Provided passage:
◆ ◆ ◆ ◆

April 9, 2020 / 9:21 AM / 4 months ago

UBS executives pledge $5 million of own cash to coronavirus fight

ZURICH (Reuters) - Top managers at UBS (UBSG.S) will each contribute the equivalent of three months’ salary to fight the coronavirus, its chief executive Sergio Ermotti said on Thursday after the Swiss bank bowed to pressure to suspend its dividend.

FILE PHOTO: Swiss bank UBS CEO Sergio Ermotti addresses a news conference in Zurich, Switzerland February 20, 2020. REUTERS/Arnd Wiegmann/File Photo

Excluding Ermotti, UBS executives receive 1.5 million Swiss francs each in annual base salary, while the CEO is paid 2.5 million francs, a spokeswoman said, bringing the total for three months’ pay across its thirteen executives to just over 5.1 million Swiss francs ($5.3 million).

Ermotti has already made a personal contribution of 1 million Swiss francs to efforts in his home canton of Ticino, which has suffered the brunt of the outbreak in Switzerland.

UBS earlier announced plans to suspend half its 2019 dividend payment until later in the year after a request from Switzerland’s financial markets supervisor FINMA.

Ermotti, who is due to be replaced in November by Ralph Hamers, who previously led Dutch bank ING (INGA.AS), said it was too early to talk about its 2020 dividend.

◆ ◆ ◆ ◆

Entries shown:
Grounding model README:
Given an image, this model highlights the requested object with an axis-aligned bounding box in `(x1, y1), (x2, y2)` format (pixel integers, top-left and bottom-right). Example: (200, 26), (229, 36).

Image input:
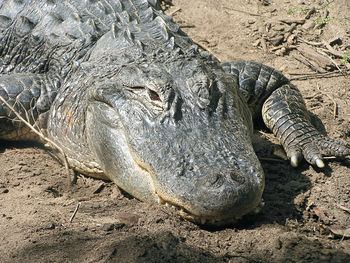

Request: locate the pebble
(301, 20), (315, 30)
(102, 223), (115, 232)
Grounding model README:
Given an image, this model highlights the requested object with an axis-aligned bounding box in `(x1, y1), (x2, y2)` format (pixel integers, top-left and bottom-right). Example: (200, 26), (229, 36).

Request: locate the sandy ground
(0, 0), (350, 262)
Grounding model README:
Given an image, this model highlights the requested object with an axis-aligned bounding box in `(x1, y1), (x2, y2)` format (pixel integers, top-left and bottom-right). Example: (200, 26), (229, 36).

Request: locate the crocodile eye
(148, 89), (161, 101)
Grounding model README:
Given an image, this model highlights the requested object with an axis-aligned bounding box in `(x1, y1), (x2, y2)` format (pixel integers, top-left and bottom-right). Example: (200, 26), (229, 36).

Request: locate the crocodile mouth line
(157, 195), (265, 226)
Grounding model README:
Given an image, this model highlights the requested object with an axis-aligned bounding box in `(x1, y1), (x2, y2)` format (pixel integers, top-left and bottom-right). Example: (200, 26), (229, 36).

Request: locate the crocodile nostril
(228, 171), (245, 184)
(204, 173), (223, 187)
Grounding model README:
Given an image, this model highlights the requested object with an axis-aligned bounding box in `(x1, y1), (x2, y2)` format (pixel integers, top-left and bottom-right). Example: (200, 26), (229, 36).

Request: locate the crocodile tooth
(316, 159), (324, 168)
(158, 196), (166, 205)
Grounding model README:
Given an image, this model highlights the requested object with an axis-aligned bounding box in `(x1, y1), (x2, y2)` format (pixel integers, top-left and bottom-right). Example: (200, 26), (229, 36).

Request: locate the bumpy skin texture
(0, 0), (350, 225)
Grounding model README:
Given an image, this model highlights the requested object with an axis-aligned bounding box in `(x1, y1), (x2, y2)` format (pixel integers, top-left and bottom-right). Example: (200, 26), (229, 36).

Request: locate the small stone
(275, 47), (287, 56)
(103, 223), (115, 232)
(301, 20), (315, 30)
(270, 36), (284, 46)
(274, 238), (282, 249)
(114, 223), (125, 230)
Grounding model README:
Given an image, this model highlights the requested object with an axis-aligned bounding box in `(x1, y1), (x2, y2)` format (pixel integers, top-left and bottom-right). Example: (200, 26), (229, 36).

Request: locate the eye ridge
(148, 89), (162, 101)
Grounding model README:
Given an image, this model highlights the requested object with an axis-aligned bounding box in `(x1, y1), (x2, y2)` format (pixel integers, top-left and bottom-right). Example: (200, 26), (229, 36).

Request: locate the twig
(69, 202), (80, 223)
(289, 69), (350, 80)
(223, 7), (262, 16)
(298, 37), (323, 47)
(0, 95), (70, 180)
(168, 7), (181, 16)
(325, 93), (338, 119)
(338, 205), (350, 213)
(317, 50), (343, 74)
(259, 157), (286, 163)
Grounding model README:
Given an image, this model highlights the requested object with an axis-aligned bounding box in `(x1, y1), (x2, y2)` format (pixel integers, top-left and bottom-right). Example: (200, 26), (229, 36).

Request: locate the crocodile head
(86, 55), (264, 225)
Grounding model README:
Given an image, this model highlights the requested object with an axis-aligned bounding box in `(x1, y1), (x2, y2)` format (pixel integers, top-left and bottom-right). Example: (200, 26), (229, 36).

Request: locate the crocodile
(0, 0), (350, 226)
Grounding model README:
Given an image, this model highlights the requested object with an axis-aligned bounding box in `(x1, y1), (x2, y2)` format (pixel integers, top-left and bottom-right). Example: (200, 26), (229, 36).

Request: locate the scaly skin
(0, 0), (350, 225)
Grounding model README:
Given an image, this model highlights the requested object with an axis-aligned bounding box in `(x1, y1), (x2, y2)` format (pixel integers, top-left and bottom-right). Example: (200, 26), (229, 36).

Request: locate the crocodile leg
(223, 61), (350, 168)
(0, 73), (59, 140)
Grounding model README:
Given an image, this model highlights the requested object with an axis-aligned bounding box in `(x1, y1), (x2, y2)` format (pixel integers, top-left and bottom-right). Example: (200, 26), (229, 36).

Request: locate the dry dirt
(0, 0), (350, 262)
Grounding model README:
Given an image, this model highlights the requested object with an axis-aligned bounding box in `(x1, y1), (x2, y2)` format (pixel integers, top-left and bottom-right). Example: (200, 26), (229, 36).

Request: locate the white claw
(290, 154), (298, 167)
(316, 159), (324, 168)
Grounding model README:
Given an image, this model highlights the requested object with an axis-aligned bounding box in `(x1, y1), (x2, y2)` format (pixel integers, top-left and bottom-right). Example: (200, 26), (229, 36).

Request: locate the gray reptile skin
(0, 0), (350, 225)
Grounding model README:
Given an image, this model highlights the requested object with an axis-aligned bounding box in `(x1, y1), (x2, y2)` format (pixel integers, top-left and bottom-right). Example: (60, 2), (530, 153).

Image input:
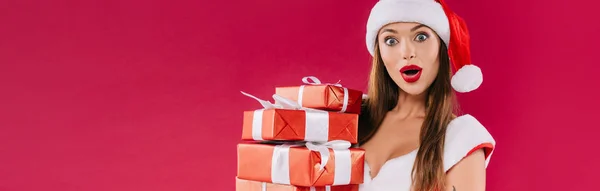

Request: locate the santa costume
(359, 0), (496, 191)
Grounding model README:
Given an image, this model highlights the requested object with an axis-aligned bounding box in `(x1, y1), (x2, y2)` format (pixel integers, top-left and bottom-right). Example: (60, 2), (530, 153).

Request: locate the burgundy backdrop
(0, 0), (600, 191)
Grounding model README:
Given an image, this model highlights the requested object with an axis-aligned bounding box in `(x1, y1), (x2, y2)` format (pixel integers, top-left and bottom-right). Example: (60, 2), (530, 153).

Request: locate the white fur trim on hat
(366, 0), (450, 56)
(450, 64), (483, 93)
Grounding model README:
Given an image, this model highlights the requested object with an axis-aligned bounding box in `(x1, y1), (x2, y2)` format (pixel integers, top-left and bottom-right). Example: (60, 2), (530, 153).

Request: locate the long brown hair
(358, 35), (457, 191)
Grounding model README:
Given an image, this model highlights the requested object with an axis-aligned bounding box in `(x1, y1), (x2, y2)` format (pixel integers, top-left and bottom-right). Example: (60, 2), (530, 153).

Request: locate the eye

◆ ◆ ◆ ◆

Assignment 1:
Do these statements agree with the UBS report? Answer yes or no for each and quote the words of the report that decide it.
(a) The UBS chief executive is paid 2.5 million Swiss francs in annual base salary.
(b) UBS suspended all of its 2019 dividend payment.
(c) Ermotti's personal contribution of 1 million Swiss francs went to efforts in Zurich.
Assignment 2:
Continue the report on the UBS executives' coronavirus pledge from its last sentence.

Expected output 1:
(a) Yes: "while the CEO is paid 2.5 million francs"
(b) No: "suspend half its 2019 dividend payment until later in the year"
(c) No: "to efforts in his home canton of Ticino"

Expected output 2:
“We’re going to think prudently about our desire to keep a very strong capital position and also serve our clients and lend where appropriate and necessary,” Ermotti said on Bloomberg TV.

“But also we will take into consideration the needs of our shareholders in terms of capital returns.”

Switzerland’s largest bank also said it expected to see a first-quarter profit rise to about $1.5 billion.

Ermotti said all its businesses, which include the world’s biggest wealth management operations, investment banking and asset management, as well as a Swiss-focused retail and corporate banking business, had done well in the first quarter.

The Swiss native, who has led UBS since 2011, cautioned about investing in equities, saying it was currently too difficult to forecast how the markets would develop.

“It is good to see the market rebounding,” he said, noting expectations for a recovery in the coming months.

“There is downside risk to that scenario. In that sense I would be careful about too much exposure to equities at this stage,” he added.